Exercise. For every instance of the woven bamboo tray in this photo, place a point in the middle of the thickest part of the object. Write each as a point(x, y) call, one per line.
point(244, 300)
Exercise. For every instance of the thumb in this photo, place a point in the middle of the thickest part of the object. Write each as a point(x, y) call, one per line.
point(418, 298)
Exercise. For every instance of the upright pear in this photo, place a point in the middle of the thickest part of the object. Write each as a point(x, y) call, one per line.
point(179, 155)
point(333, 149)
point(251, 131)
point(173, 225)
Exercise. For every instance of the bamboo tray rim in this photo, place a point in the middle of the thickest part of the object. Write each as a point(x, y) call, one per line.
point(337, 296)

-.-.-

[Written request]: Please write out all the records above again, swapping "thickest part" for "widest part" wherever it occurs and leaving everything else unchanged.

[Task output]:
Exercise. For every instance of the woven bamboo tray in this photo, place a point in the middle of the widest part of the object. Write each as a point(x, y) call, one per line.
point(244, 300)
Exercise. For every instance of the thumb in this photo, place a point in the middle of the widest part of the object. Write each as a point(x, y) call, one per line.
point(418, 298)
Exercise. For every instance of the upright pear in this photo, place a point in the middle of the widest part of the object. Write each as a point(x, y) call, one per line.
point(179, 155)
point(333, 149)
point(251, 131)
point(173, 225)
Exercise. For every instance of the bamboo tray rim in this photo, place a point in the middle of the widest part of the object. Write each as a point(x, y) call, one per line.
point(337, 296)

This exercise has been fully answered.